─── Given data ───

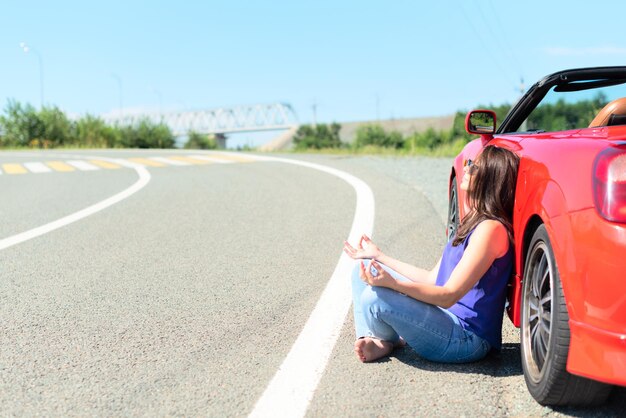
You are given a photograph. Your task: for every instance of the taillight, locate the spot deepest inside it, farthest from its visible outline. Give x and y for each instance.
(609, 184)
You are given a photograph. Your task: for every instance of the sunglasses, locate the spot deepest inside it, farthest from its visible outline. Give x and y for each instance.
(471, 166)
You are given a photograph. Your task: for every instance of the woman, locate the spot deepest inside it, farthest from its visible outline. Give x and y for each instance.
(452, 313)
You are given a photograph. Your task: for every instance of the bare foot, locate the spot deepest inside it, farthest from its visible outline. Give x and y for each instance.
(370, 349)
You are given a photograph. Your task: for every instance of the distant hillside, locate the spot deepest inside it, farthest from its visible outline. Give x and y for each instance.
(404, 126)
(347, 134)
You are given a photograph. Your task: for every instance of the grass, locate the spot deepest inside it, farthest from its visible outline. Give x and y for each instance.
(444, 150)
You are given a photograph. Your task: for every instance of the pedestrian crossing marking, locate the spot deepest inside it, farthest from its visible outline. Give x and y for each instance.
(167, 161)
(105, 164)
(60, 166)
(211, 159)
(83, 165)
(112, 164)
(37, 167)
(189, 159)
(147, 162)
(232, 158)
(14, 169)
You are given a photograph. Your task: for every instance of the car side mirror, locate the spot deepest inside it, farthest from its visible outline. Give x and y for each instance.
(481, 122)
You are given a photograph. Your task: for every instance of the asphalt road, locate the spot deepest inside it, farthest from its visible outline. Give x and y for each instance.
(185, 297)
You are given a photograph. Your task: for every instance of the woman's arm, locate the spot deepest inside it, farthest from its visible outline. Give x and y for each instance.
(489, 241)
(371, 251)
(409, 271)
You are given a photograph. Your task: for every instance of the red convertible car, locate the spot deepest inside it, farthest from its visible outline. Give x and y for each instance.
(568, 293)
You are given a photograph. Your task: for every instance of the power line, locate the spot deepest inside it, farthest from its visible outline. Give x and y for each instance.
(504, 37)
(486, 46)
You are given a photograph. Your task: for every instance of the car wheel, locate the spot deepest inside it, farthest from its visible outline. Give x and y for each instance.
(545, 333)
(453, 210)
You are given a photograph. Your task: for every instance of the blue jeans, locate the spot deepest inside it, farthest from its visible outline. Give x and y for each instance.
(433, 332)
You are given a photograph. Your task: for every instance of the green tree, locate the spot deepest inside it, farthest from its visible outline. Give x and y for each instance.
(57, 128)
(21, 125)
(147, 134)
(93, 132)
(317, 137)
(200, 141)
(376, 135)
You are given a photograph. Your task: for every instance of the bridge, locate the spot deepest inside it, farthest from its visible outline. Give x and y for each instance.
(220, 121)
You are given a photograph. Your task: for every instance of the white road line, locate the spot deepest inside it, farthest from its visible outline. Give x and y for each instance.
(292, 387)
(144, 178)
(83, 165)
(37, 167)
(212, 159)
(167, 161)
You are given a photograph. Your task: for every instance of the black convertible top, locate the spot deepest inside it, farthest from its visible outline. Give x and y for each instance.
(567, 80)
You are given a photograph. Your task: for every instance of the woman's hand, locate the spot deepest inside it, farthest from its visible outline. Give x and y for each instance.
(376, 275)
(369, 251)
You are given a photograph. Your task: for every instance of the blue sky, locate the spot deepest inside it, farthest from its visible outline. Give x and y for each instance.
(354, 60)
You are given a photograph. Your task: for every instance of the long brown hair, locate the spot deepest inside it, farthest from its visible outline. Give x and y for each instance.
(491, 191)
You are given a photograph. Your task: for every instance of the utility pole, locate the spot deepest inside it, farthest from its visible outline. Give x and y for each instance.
(121, 92)
(26, 50)
(524, 126)
(377, 108)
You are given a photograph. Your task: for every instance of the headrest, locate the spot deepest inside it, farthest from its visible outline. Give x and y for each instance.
(611, 114)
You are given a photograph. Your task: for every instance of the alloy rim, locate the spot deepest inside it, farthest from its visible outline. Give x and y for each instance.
(538, 308)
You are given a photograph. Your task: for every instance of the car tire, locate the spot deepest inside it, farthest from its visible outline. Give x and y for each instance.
(545, 333)
(453, 210)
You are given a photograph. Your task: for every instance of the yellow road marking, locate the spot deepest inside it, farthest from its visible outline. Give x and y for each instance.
(104, 164)
(60, 166)
(189, 160)
(14, 169)
(145, 161)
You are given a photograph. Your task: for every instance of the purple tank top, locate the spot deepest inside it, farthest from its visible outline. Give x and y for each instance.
(482, 308)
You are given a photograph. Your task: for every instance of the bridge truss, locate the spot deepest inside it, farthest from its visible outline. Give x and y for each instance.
(259, 117)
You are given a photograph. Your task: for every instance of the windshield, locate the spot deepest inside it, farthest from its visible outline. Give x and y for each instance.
(564, 110)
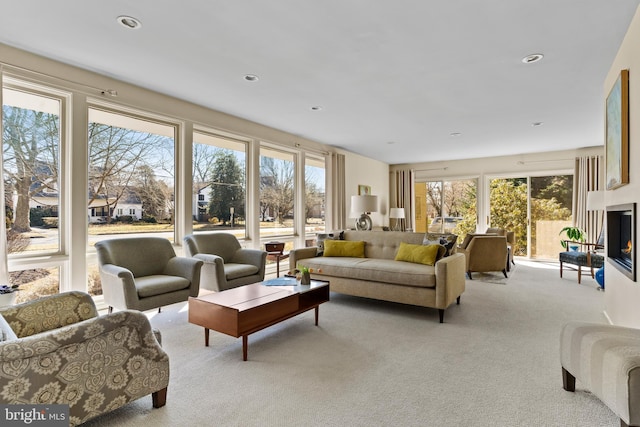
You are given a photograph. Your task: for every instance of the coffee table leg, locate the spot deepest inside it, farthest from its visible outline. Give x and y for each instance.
(244, 347)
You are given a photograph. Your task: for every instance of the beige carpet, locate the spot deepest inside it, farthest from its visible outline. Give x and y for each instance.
(494, 362)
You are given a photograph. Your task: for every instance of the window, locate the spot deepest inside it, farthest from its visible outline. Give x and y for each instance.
(130, 171)
(219, 184)
(450, 207)
(31, 141)
(314, 191)
(277, 192)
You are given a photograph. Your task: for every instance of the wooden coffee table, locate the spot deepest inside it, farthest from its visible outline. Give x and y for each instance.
(242, 311)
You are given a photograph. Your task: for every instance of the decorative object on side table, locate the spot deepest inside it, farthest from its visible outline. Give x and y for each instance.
(398, 215)
(8, 294)
(600, 278)
(303, 274)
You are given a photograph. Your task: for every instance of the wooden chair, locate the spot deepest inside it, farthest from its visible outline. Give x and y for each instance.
(275, 252)
(583, 258)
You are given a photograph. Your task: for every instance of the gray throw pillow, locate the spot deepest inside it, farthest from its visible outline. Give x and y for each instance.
(447, 240)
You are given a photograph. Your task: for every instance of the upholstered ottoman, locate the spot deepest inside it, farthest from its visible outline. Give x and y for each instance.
(606, 360)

───

◆ To do ◆
Exclude the images, then output the data above word for word.

◆ Result for this exercise ◆
You are given a photograph. Your task: for every instance of the taillight, locate the spot deepest inside it, farthest from its visible outline. Give x and y for each instance.
(609, 184)
You are given a photograph. Your task: for every instance of the sunglasses, locate the spot deepest inside it, farthest from its visible outline. Give x and y for each instance.
(471, 166)
You are given a photograph. Your task: for every instance of the woman, locate the spot deepest inside it, farthest from its visible outline. Give x and y for each instance.
(452, 313)
You are given a photograph. Your task: for every instance of the bare foot, locate the spot deepest inside it, farthest from its visible outline. Give x and y for each instance.
(370, 349)
You are given a photograph. Your task: for every instance of the distant hillside, locate the spot deepest inside it, farthest from its visible outline. Give x and y for each instance.
(404, 126)
(347, 134)
You are given a photograph. Your task: for every instance of the grass, locate the spot deepest inside it, farthest from its visible outline. Give x and y for each instance.
(444, 150)
You are given a photograph. Your task: for every instance of the pedestrian crossing marking, locate the spot deepest inside it, farthest from its visible outline. Give x and y for each instance.
(167, 161)
(105, 164)
(60, 166)
(211, 159)
(83, 165)
(112, 164)
(37, 167)
(189, 159)
(147, 162)
(232, 158)
(14, 169)
You are given a photograph. Your task: for every instance of the car side mirror, locate the spot deepest inside it, farthest from its visible outline. Give x and y for each instance.
(481, 122)
You are given a photograph. Your task: for every instance of the asphalt road, locate the spot deepest inside it, farthest from its visible outline. Give x and y for each instance.
(185, 297)
You are given a photograph. Your task: for every instance of the woman's arm, locate the spot deepest inside it, farthest from its visible outline. Give x and y for each instance.
(489, 241)
(371, 251)
(409, 271)
You are given a photograph. Your task: for every instance of the red convertible car, locate the spot deepest inside it, farthest from its visible outline. Give x and y for each instance.
(568, 293)
You are given a photograph. Your task: for every instance of the power line, locate the spot deepest inside it, farthest from its visible outline. Give x and y for each instance.
(504, 37)
(486, 46)
You are given a photograph. Your task: for every instance of the car wheel, locate the spot deepest inside it, farthest from its visible outline. Give x and y for each instance.
(545, 333)
(453, 210)
You are given a photograph. Your task: for every instance of the blue jeans, locate the spot deepest inside it, farthest from its visible outline. Give x and y for each instance.
(433, 332)
You are given a photograph. Your task: for every instance of the green tree, locate the spot deepest inside it, farthest from its visible outline. Give x and y for each instance.
(57, 128)
(21, 125)
(147, 134)
(93, 132)
(317, 137)
(200, 141)
(376, 135)
You are given a photograph. Your task: for every instance of the bridge, locate the spot deepest inside it, farthest from its visible outline. Give x and y for each instance.
(220, 121)
You are given a photograph. Your task: for every instance of the white road line, locate the spot deepest inside it, farthest from its visible outline. Give x and y for each instance.
(292, 387)
(144, 178)
(83, 165)
(37, 167)
(212, 159)
(167, 161)
You are given a photograph. Your task: for every instance of the black convertible top, locate the spot deepest inside it, farthest from its visible outline. Give x and y for each instance.
(567, 80)
You are given a photograph. Your task: for every instance of the woman's hand, locate the spot deepest inside it, farthest from its visible outline. Give x and y for each instance.
(376, 275)
(369, 251)
You are given a photograph. Your task: for every instance of the blue sky, locate the spot deepest inside it, farthest from its visible outline. Give x and y for each instance.
(354, 60)
You are given a photograph. Your task: for every instance of the long brown hair, locate the spot deepest inside it, farthest from its visible outline. Give x and y for each instance.
(491, 191)
You are given a photograph. Your task: for every instance of the utility pole, locate the spot deepest inside it, farthest from its visible outline. Give x and y for each instance.
(121, 92)
(26, 50)
(524, 126)
(377, 108)
You are given a photograph. Your task: for every instance of the headrest, locate the spot deepest inside it, farthest from its visible outline. Give x and y for each instance.
(611, 114)
You are given a photograph. Your task: for every instance of the alloy rim, locate the spot deepest inside it, farthest from its visible outline. Give x and y for each instance.
(538, 308)
You are given a photograph. Your task: for every instance of the car tire, locate the spot deepest inside it, farthest from its visible outline. Give x and y for each instance.
(545, 333)
(453, 210)
You are given a photograph. Your task: for every instance of the yellow road marking, locate the spot deepest inside it, farthest from its visible outline. Give x and y for each instance.
(104, 164)
(60, 166)
(189, 160)
(14, 169)
(145, 161)
You are given a photograph. Your task: for every instance of the purple tank top, locate the spot deepest inside it, farthest from its visible outline. Give x and y for each instance.
(482, 308)
You are given a photograph. Your task: for every instance of the bridge truss, locate the spot deepest inside it, farthest from its visible outline. Give x and y for each instance.
(259, 117)
You are given a photograph. Your task: for every instance of the windshield, locate the spot deepest inside it, farthest from its visible outline. Give x and y for each instance.
(564, 110)
You are given a photograph. Your task: for every instance of the coffee table leg, locate the spot deepest inside it, farthest from its visible outline. Give x and y for each instance.
(244, 347)
You are given a photograph. Your task: for every instance of the beige carpet, locate the spot deepest inside it, farthest from its visible outline. Give x and y for each instance.
(494, 362)
You are given a photograph. Your task: for every instance of the window, locate the spot deepest inside it, farthest from its visible outline. Give x and y for each instance.
(130, 171)
(219, 184)
(450, 207)
(31, 141)
(314, 191)
(277, 192)
You are given a photograph. Your task: for every instance of the wooden coffee table, locate the spot deepest inside it, farthest from its visible outline. Give x and y for each instance.
(242, 311)
You are given a photograph. Your task: for every instance of the decorative object on side table, locate the spot deepest inside it, farthest from its visible outline. Give x and y for each instance.
(398, 215)
(8, 294)
(600, 278)
(303, 274)
You are given a photograph. Your task: for every instance of the wooden chair, locate the spot deepest inside it, farthest from its visible outline. Give x and y for each instance.
(275, 252)
(583, 258)
You are given a photograph. Your task: for every instance of the gray throw pillow, locate the spot deepest inside it, farthest from its visible outline. Give x and y for each instance.
(447, 240)
You are given a photograph. Your task: for every instance of the upholstered ottoman, locate the spot deepest inside it, farthest from its visible outline. Give x and y for each instance.
(606, 360)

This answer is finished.